===== MATERIALS PROVIDED

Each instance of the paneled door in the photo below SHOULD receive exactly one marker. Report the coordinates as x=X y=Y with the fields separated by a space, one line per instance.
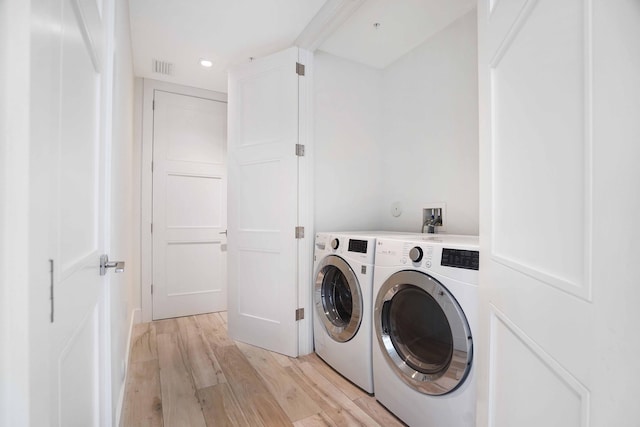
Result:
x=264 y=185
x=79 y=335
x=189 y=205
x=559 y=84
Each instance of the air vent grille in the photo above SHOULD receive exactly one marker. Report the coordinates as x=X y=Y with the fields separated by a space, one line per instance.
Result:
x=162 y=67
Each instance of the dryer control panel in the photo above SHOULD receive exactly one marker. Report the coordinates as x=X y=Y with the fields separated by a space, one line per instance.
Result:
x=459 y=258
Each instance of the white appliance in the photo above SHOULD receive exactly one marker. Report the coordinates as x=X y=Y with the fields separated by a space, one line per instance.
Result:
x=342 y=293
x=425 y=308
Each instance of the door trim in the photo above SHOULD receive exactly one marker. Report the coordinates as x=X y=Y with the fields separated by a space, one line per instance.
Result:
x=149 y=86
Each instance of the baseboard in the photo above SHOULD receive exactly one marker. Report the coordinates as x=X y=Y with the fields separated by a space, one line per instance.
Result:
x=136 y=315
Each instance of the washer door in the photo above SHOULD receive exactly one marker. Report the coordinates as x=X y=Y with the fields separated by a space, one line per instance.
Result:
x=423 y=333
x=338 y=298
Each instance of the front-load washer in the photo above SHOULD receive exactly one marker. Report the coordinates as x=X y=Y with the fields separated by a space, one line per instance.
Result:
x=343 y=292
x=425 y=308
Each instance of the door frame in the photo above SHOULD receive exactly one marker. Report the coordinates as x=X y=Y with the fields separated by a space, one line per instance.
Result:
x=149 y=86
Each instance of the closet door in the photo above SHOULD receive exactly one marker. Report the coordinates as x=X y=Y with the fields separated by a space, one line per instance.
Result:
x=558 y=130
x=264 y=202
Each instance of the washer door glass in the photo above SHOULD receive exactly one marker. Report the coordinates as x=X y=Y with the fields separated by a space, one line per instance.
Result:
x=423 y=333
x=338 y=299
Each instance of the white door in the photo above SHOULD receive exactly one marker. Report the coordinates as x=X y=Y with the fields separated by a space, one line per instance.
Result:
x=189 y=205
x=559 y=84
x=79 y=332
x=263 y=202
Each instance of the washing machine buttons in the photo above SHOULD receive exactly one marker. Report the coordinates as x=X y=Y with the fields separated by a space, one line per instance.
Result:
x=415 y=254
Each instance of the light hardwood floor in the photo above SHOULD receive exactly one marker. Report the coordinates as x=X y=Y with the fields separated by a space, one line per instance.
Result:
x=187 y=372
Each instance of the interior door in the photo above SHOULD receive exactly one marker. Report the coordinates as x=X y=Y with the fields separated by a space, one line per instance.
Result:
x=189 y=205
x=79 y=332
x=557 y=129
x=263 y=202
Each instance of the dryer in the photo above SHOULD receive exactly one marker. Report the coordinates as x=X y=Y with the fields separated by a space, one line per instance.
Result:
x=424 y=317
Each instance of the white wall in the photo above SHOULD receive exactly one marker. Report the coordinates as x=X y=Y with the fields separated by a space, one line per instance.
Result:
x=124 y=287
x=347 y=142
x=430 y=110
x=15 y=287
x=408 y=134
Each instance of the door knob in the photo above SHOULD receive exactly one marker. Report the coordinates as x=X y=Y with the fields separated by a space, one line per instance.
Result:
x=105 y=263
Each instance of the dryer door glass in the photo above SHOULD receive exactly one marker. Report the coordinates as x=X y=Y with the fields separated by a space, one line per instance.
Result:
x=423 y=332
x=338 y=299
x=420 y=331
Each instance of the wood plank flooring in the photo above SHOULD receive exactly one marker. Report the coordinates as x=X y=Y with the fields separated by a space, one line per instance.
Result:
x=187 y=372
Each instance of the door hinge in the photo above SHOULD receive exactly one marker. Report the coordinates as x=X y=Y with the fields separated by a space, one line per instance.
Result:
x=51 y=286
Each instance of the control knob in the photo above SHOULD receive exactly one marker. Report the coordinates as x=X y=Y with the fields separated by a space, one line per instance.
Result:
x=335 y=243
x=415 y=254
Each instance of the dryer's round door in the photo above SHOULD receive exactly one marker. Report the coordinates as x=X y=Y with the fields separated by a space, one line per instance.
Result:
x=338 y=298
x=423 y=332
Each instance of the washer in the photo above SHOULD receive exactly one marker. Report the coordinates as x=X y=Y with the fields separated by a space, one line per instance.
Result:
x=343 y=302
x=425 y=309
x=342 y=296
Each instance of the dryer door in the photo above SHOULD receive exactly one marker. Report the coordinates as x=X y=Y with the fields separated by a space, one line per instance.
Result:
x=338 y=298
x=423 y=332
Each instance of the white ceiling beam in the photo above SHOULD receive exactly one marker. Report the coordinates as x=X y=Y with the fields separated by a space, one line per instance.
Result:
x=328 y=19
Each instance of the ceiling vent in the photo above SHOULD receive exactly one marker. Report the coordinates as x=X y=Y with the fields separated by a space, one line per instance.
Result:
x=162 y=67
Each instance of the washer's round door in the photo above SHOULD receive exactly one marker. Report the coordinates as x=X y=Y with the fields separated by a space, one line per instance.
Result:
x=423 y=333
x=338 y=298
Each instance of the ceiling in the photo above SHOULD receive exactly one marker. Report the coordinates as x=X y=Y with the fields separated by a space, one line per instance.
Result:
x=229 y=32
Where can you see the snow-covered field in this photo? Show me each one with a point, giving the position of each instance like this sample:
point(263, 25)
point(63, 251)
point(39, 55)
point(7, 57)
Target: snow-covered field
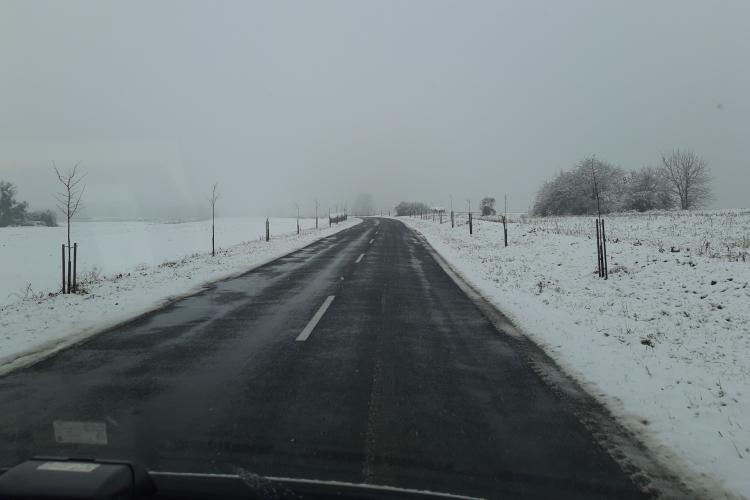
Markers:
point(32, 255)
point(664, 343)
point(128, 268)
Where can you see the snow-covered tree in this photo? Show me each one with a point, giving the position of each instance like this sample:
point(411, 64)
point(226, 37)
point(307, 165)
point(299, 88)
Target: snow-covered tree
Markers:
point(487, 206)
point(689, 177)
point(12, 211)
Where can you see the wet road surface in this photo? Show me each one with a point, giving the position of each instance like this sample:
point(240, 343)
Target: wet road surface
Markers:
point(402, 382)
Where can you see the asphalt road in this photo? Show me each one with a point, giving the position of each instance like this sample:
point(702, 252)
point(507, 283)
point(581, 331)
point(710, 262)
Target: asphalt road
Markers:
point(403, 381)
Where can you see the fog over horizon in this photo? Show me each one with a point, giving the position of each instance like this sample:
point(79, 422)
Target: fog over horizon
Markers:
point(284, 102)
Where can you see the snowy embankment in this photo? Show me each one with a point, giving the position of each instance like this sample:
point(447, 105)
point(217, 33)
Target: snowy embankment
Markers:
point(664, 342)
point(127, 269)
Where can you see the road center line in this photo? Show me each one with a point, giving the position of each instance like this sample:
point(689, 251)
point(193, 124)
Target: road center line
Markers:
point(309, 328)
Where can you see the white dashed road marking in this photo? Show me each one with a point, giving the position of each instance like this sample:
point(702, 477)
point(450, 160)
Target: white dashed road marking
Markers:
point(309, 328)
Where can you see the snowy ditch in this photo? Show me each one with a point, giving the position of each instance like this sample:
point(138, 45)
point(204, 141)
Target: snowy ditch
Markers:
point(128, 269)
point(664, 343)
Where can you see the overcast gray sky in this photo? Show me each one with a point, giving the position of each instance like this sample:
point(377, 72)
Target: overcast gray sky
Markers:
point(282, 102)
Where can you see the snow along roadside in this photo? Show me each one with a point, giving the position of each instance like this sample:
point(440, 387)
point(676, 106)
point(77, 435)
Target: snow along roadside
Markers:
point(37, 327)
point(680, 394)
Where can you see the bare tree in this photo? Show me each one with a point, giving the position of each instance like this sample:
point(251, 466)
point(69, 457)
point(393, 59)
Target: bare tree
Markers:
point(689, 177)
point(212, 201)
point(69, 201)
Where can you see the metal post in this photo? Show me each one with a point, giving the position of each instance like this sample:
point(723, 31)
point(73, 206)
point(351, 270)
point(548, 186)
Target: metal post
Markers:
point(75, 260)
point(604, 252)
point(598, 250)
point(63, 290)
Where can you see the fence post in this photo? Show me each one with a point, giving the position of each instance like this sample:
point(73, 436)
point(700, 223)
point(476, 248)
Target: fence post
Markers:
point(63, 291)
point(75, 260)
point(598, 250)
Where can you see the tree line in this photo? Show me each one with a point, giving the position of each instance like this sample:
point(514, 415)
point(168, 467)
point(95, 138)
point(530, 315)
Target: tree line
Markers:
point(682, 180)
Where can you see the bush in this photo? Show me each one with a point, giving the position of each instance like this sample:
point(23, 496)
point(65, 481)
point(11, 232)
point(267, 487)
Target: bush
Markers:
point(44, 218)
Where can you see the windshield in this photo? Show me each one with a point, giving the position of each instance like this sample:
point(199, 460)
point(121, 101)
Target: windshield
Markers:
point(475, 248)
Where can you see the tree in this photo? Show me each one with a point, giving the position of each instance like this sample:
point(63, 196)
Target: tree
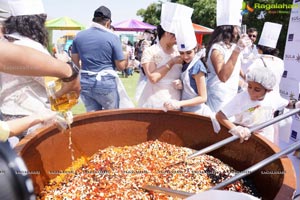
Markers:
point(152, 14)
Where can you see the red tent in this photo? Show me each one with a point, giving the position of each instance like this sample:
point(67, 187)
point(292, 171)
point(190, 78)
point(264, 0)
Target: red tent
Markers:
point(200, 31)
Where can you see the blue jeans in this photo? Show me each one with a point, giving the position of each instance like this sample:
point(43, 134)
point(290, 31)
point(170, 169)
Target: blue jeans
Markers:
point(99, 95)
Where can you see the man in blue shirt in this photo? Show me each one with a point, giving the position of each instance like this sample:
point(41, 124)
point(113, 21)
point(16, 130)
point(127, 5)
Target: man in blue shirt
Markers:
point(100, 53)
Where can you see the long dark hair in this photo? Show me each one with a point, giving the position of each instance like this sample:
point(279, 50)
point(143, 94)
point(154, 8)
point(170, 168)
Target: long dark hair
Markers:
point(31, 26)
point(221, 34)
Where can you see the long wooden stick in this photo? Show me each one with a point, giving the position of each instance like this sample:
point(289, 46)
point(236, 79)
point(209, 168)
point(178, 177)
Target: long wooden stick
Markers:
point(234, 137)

==========

- PROBLEM DESCRIPTION -
In the listing above, find the line with "Where can you see the long dark" and set down that line and all after it exactly, through the final line.

- ANSWER FOR THIS EXERCISE -
Where can you see the long dark hair in this photo? Show me each one with a point, giving the position of each instance like this sample:
point(279, 50)
point(143, 94)
point(154, 8)
point(170, 168)
Target: long dark hair
Markers:
point(31, 26)
point(221, 34)
Where can you see the long wooden stick in this photo? Show me each one with a point, giving the position of each instance like this sample:
point(289, 46)
point(236, 79)
point(209, 168)
point(178, 177)
Target: long wooden stick
Markers:
point(234, 137)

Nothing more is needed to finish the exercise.